* SELECTED PASSAGE *
□ □ □

Chinese men were ordered to wear Manchu hairstyle: The forehead had to
be shaved, the remaining hair was braded in a pigtail
which was wound around the head. The same hairstyle, which was popular among
peoples in the steppe, had been enforced on Chinese men by the Jurchen during the Jin dynasty in the 12th century.
In the same year - 1645- enclaves for exclusively Manchu inhabitants were
founded in the northern provinces of China. The Manchus
enslaved prisoners of war and landless peasants who had to till the land for
them. This harsh rule over the Chinese population was eventually given up
because the Manchu realized that lean taxation and a better rule would guarantee
the cooperation of the non-Manchu majority of the population much easier than
brutal force. Nevertheless, they still tried to enforce laws of segregation
and in 1668 all Han Chinese were banned from settling in Manchuria. This ethnic segregation had cultural and
economic reasons: intermarriage was forbidden to keep up Manchurian heritage
and minimize sinicization and at the same time the
exploitation of the ginseng production, a great source of income, remained
in Manchu hands.
The conquest of the southern parts of China was more challenging than establishing a
new rule in the north. Comparable to developments in the Southern Song, the
remnants of the Ming court had fled south and had proclaimed a new emperor
in Nanjing who headed the Southern Ming dynasty. But
resistance was broken by force. Yangzhou, which had been defended with an iron hand
by the Ming-loyalist Shi Kefa
was taken by the Qing and the emperor had been handed
over to the Qing when Nanjing fell a few days after Yangzhou.

□ □ □

* EXERCISE TASKS *
1. According to the passage on Manchu rule in China, in what year were all Han Chinese banned from settling in Manchuria?
2. Repeat the part of the passage on Manchu rule in China that opens with the words containing "The conquest of" and closes with "days after Yangzhou.".
3. Name every geographic place that the passage on Manchu rule in China mentions by name.
Rely only on the passage above.

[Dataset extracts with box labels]

□ □ □

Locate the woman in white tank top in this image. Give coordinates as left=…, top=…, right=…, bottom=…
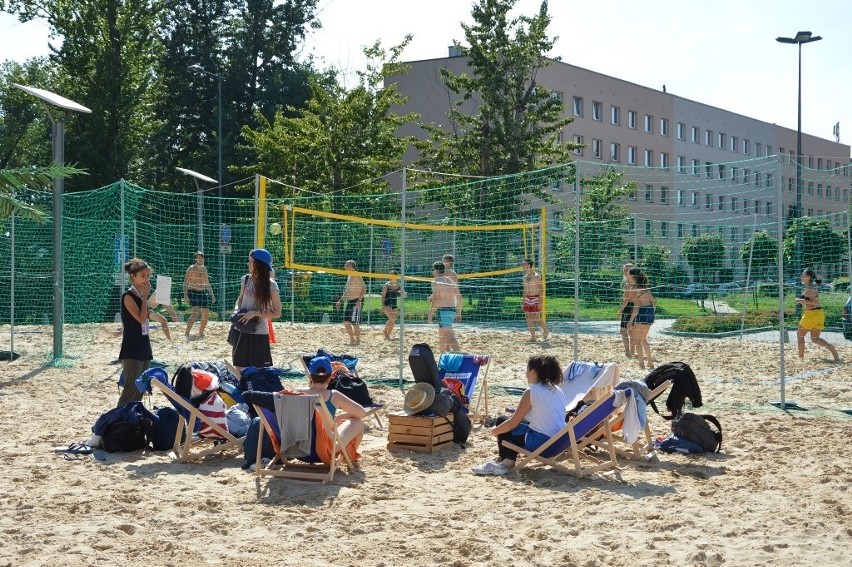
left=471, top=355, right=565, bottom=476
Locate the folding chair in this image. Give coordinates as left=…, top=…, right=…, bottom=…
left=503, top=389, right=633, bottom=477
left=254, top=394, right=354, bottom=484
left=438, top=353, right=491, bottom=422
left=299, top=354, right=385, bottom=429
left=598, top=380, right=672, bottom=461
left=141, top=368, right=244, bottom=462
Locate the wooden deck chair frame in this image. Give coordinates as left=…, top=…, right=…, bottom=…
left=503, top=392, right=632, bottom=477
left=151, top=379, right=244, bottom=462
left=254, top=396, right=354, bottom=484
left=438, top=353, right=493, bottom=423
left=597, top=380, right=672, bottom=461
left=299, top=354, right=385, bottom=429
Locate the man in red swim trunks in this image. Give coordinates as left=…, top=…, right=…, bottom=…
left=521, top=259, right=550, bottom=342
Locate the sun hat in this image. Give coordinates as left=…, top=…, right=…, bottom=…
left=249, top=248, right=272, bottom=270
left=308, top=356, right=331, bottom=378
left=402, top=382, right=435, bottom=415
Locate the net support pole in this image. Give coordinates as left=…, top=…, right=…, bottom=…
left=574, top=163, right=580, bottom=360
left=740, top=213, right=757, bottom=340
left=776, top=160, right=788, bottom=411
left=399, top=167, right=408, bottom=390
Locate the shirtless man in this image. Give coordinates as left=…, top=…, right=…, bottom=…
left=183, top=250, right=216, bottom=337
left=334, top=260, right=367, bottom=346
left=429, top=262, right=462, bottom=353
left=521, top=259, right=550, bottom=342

□ □ □

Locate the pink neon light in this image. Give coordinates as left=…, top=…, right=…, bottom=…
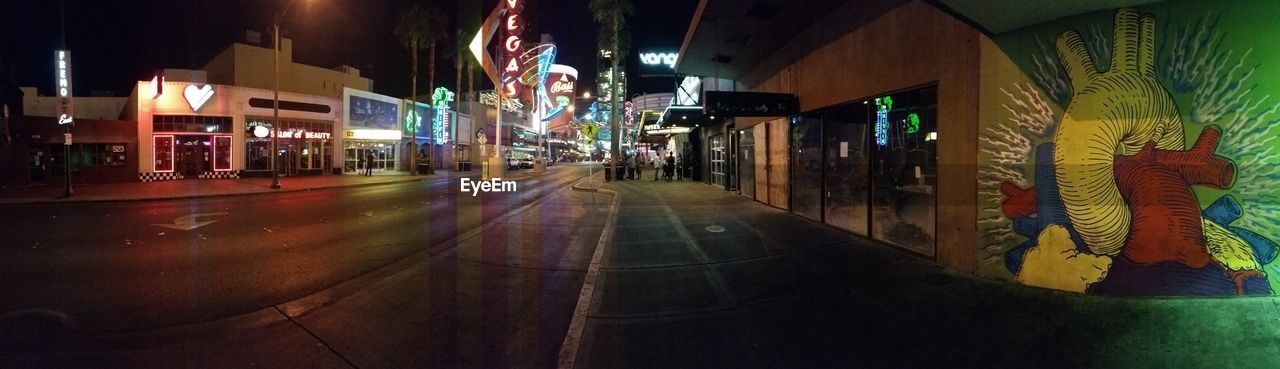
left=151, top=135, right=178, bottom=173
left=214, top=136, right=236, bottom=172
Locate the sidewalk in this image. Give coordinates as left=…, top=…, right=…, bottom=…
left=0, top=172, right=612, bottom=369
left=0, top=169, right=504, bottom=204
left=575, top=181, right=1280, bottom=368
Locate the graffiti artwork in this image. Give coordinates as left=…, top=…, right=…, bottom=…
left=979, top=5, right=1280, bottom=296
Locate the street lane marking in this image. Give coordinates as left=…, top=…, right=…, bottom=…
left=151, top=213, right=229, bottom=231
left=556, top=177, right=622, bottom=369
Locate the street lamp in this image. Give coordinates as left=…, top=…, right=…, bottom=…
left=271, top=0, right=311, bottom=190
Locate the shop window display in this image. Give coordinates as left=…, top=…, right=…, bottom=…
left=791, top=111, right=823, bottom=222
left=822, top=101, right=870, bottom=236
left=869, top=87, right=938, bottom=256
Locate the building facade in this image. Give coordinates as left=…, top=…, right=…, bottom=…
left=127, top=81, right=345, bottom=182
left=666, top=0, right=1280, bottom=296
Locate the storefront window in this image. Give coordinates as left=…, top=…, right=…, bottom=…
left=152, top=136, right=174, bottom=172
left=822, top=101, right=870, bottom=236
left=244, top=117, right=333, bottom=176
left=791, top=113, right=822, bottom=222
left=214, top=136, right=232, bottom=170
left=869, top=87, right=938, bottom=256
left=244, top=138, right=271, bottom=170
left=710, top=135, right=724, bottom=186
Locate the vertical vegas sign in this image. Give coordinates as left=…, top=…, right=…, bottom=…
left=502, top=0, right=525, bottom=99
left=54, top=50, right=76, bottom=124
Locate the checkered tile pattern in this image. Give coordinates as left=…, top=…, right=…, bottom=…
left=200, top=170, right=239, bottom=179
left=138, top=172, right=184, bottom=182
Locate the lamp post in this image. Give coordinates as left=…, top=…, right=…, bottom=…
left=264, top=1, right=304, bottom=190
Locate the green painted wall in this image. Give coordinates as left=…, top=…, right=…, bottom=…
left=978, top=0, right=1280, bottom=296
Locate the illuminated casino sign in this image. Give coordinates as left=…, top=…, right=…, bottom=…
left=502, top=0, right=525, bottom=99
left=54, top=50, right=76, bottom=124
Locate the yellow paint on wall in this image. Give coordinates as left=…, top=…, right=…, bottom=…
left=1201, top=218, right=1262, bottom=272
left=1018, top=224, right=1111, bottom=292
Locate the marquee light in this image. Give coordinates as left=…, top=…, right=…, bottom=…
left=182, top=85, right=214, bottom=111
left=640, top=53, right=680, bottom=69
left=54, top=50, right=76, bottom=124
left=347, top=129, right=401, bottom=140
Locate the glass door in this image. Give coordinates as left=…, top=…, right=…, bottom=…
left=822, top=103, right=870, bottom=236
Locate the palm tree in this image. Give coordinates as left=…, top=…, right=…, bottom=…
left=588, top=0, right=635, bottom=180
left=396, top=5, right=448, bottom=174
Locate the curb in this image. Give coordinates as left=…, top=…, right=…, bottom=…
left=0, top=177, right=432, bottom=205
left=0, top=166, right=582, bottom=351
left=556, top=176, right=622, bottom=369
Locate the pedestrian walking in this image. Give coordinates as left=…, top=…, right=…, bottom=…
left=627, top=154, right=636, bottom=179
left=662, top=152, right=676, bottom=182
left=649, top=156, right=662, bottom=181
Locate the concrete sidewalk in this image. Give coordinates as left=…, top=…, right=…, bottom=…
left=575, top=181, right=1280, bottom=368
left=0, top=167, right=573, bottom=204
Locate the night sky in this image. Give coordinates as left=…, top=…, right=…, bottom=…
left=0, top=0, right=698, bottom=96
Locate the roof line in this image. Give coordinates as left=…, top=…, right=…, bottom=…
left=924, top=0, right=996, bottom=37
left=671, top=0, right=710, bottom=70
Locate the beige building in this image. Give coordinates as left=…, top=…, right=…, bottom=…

□ □ □

* EXPECTED RESPONSES *
1. 1668

2.
The conquest of the southern parts of China was more challenging than establishing a
new rule in the north. Comparable to developments in the Southern Song, the
remnants of the Ming court had fled south and had proclaimed a new emperor
in Nanjing who headed the Southern Ming dynasty. But
resistance was broken by force. Yangzhou, which had been defended with an iron hand
by the Ming-loyalist Shi Kefa
was taken by the Qing and the emperor had been handed
over to the Qing when Nanjing fell a few days after Yangzhou.

3. China, Manchuria, Nanjing, Yangzhou